Supplied passage:
* START *

Re: [PATCH 00/17] Clean up how fetch_pack() handles the heads list

[Date Prev][Date Next][Thread Prev][Thread Next][Date Index][Thread Index]

 



On 08/23/2012 10:31 PM, Jeff King wrote:
> On Thu, Aug 23, 2012 at 03:56:48PM -0400, Jeff King wrote:
> 
>> This code blames back to:
>>
>>  commit 4bcb310c2539b66d535e87508d1b7a90fe29c083
>>  Author: Alexandre Julliard <julliard@xxxxxxxxxx>
>>  Date:   Fri Nov 24 16:00:13 2006 +0100
>>
>>     fetch-pack: Do not fetch tags for shallow clones.
>>
>>     A better fix may be to only fetch tags that point to commits that we
>>     are downloading, but git-clone doesn't have support for following
>>     tags. This will happen automatically on the next git-fetch though.
>>
>> So it is about making sure that "git clone --depth=1" does not
>> accidentally pull a single commit from v1.0, v1.1, v1.2, and so forth,
>> losing the purpose of using --depth in the first place. These days it is
>> largely irrelevant, since this code path is not followed by clone, and
>> clone will automatically restrict its list of fetched refs to a single
>> branch if --depth is used.
> 
> I think part of the confusion of this code is that inside the loop over
> the refs it is sometimes checking aspects of the ref, and sometimes
> checking invariants of the loop (like args.fetch_all). Splitting it into
> separate loops makes it easier to see what is going on, like the patch
> below (on top of Michael's series).
> 
> I'm not sure if it ends up being more readable, since the generic "cut
> down this linked list" function has to operate through callbacks with a
> void pointer. On the other hand, that function could also be used
> elsewhere.
> 
> diff --git a/builtin/fetch-pack.c b/builtin/fetch-pack.c
> index 90683ca..877cf38 100644
> --- a/builtin/fetch-pack.c
> +++ b/builtin/fetch-pack.c
> @@ -521,51 +521,80 @@ static void mark_recent_complete_commits(unsigned long cutoff)

* END *

Stated goal:
Answer these from the fetch_pack() discussion above:
(a) Who authored the commit that the code blames back to?
(b) According to the discussion, what does clone do with its list of fetched refs when --depth is used?
(c) Which file does the included diff modify?

Material provided:
* START *

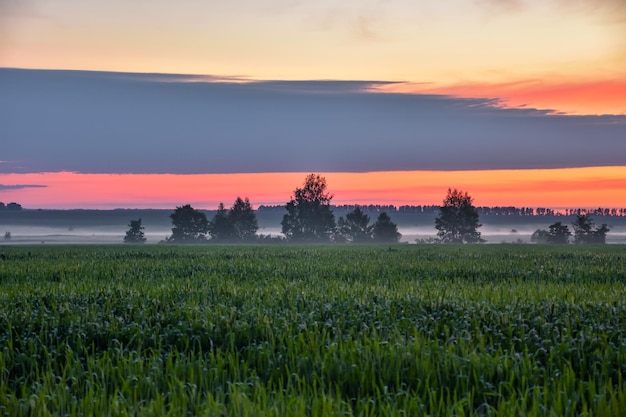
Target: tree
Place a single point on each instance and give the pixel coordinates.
(190, 225)
(220, 227)
(584, 231)
(243, 220)
(458, 219)
(540, 236)
(355, 227)
(309, 216)
(135, 232)
(237, 224)
(558, 233)
(384, 230)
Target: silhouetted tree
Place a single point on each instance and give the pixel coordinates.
(584, 232)
(309, 216)
(220, 227)
(458, 219)
(135, 232)
(190, 225)
(237, 224)
(540, 236)
(384, 230)
(354, 228)
(243, 220)
(558, 233)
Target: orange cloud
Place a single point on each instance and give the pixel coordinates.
(569, 97)
(553, 188)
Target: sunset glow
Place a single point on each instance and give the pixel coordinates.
(558, 188)
(156, 104)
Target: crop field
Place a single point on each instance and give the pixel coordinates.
(407, 330)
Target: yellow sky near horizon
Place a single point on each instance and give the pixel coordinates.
(549, 188)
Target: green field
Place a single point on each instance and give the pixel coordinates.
(507, 330)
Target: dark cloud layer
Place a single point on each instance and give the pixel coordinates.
(147, 123)
(19, 186)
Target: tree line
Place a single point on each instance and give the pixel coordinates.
(309, 218)
(585, 232)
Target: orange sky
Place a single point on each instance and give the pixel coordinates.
(554, 188)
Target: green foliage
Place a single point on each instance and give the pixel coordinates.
(135, 232)
(309, 216)
(478, 330)
(190, 225)
(458, 219)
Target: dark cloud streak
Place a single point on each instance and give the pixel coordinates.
(99, 122)
(20, 186)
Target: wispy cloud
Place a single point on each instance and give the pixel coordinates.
(101, 123)
(20, 186)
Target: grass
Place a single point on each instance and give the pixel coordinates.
(507, 330)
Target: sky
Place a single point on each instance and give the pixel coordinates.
(157, 104)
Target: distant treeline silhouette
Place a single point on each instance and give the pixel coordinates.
(486, 211)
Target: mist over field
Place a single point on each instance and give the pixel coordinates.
(109, 226)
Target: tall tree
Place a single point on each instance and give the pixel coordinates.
(355, 227)
(190, 225)
(220, 227)
(458, 219)
(584, 231)
(309, 216)
(558, 233)
(384, 230)
(135, 232)
(243, 219)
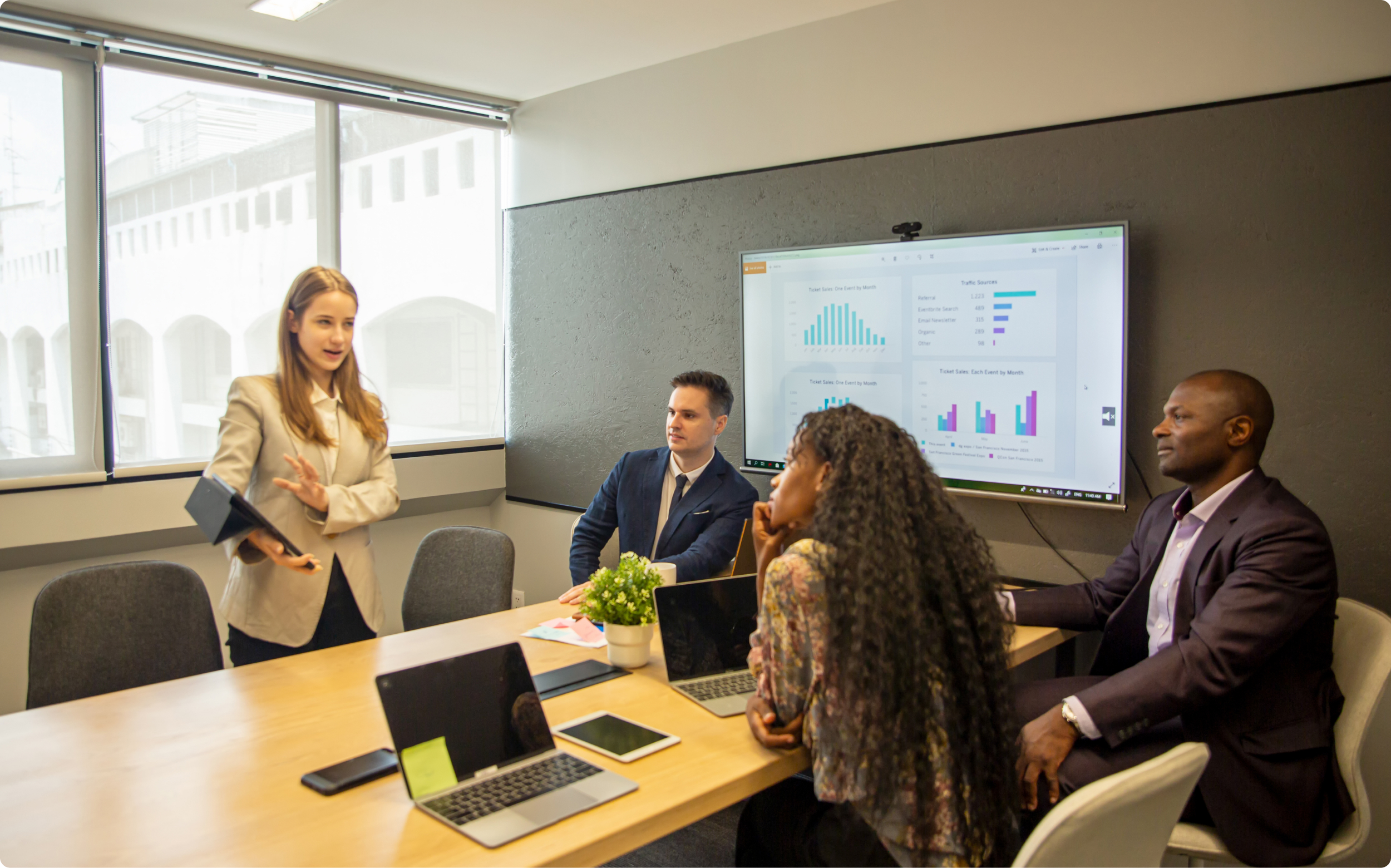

* END *

Full answer:
(a) Alexandre Julliard
(b) It automatically restricts that list to a single branch.
(c) builtin/fetch-pack.c